Start Extract
Is it possible to get a self-contained example (Stan and R code) to see what’s actually implemented? I gave it a try, but I am sure this it not yet what you describe in the vignette and above.

data {
    int<lower=1> N;
    int<lower=1> K;
    matrix[N,K] X;
    vector[N] y;
    real<lower=0> eta;
    real<lower=0> s_y;
}
transformed data {
    matrix[N,K] Q = qr_thin_Q(X);
    matrix[K,K] R = qr_thin_R(X);
    matrix[K,K] R_inv = inverse(R);
}
parameters {
    cholesky_factor_corr[K+1] L;
    real<lower=0> omega;
}
transformed parameters {
    matrix[K+1,K+1] corr = L*L';
    vector[K] rho = corr[2:,1];
    real<lower=0> sigma_y = omega*s_y;
    vector[K] theta = sqrt(N-1)*sigma_y * rho;
    real R2 = dot_product(rho,rho);
    real<lower=0> sigma=omega*s_y*sqrt(1-R2);
}
model {
    L ~ lkj_corr_cholesky(eta);
    target += -log(square(omega));
    y ~ normal(Q*theta, sigma);
}
generated quantities {
    vector[K] beta = R_inv * theta;
}

and here some R-code:

library(rstan)
End Extract
Start Data listing
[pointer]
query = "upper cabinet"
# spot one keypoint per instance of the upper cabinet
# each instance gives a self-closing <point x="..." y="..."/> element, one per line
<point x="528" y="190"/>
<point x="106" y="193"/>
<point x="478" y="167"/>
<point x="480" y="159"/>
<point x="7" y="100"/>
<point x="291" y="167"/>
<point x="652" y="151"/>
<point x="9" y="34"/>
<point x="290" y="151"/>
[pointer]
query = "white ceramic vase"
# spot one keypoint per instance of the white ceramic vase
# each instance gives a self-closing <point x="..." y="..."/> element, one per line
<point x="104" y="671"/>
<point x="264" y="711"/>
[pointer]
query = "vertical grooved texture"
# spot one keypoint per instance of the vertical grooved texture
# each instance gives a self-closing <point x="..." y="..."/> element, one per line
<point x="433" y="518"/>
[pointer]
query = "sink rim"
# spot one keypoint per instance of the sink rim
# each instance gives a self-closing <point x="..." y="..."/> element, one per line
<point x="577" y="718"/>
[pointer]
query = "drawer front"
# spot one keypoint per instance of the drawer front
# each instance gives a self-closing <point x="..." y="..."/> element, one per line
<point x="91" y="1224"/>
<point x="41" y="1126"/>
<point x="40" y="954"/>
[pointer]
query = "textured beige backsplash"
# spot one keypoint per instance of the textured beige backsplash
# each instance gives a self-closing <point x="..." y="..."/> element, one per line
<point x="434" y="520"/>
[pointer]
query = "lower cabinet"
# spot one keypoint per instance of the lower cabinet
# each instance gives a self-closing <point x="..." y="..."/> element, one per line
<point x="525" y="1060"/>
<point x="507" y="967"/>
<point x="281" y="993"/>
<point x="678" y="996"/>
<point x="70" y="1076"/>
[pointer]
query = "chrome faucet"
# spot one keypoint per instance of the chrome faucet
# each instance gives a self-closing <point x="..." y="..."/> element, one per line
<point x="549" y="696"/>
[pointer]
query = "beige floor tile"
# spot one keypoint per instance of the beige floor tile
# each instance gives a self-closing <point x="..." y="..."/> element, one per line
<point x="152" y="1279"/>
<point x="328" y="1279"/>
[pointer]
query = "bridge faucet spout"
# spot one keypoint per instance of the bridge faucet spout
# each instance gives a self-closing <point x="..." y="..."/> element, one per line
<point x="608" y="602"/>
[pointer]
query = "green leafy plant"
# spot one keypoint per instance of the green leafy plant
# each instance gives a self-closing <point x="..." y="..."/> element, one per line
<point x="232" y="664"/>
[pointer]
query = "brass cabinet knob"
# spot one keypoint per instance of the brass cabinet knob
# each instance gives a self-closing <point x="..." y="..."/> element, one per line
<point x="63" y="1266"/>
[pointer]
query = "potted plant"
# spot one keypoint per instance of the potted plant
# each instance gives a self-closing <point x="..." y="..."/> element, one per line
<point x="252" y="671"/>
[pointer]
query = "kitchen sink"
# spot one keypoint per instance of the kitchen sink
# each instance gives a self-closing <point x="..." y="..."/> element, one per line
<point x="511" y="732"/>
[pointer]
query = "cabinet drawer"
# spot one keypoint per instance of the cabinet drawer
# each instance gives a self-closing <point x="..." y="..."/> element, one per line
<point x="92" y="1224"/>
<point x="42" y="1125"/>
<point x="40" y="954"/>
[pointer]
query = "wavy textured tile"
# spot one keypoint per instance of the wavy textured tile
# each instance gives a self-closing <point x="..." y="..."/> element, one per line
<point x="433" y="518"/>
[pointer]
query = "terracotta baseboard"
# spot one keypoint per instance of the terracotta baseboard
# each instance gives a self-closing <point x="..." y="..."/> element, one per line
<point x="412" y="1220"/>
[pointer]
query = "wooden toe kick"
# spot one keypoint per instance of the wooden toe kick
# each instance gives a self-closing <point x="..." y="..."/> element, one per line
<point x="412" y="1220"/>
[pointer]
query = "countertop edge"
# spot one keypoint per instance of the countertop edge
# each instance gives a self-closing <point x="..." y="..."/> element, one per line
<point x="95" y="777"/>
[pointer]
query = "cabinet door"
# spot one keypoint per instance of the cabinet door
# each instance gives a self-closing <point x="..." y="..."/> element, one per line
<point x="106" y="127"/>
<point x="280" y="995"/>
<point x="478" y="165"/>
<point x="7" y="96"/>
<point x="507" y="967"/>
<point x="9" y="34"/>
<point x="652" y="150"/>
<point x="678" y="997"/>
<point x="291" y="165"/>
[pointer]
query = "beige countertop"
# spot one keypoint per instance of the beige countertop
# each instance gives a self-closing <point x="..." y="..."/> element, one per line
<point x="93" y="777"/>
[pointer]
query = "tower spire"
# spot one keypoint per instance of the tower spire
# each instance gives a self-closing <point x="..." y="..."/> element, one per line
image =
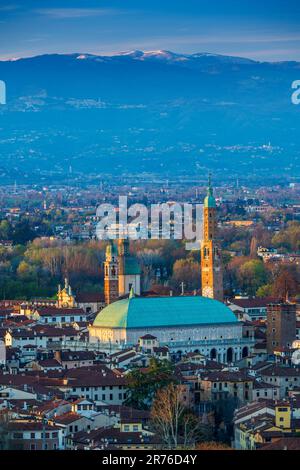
<point x="211" y="261"/>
End Data listing
Set of tasks:
**a.** In the post's Stan program, which distribution is assigned to L in the model block?
**b.** Write the next part of the post's R code, picking up after the line "library(rstan)".
The records are not required for any of the work that follows.

Replies:
**a.** L is given an lkj_corr_cholesky distribution with parameter eta.

**b.**
data("clouds", package = "HSAUR3")

ols <- lm(rainfall ~ seeding * (sne + cloudcover + prewetness + echomotion) +
            time, data = clouds)
X <- model.matrix(ols) 
X <- X[,2:ncol(X)]
X_c <- scale(X, scale=F)
y<- clouds$rainfall
stan_data <- list(
  
  N= nrow(X_c),
  K= ncol(X_c),
  y = y,
  X=X_c,
  eta=ncol(X_c)/2,
  s_y=sd(y)
)
fit <- stan("~/Desktop/prior_r2.stan", data=stan_data, chains=4, cores=1, seed=42)

Any help is appreciated.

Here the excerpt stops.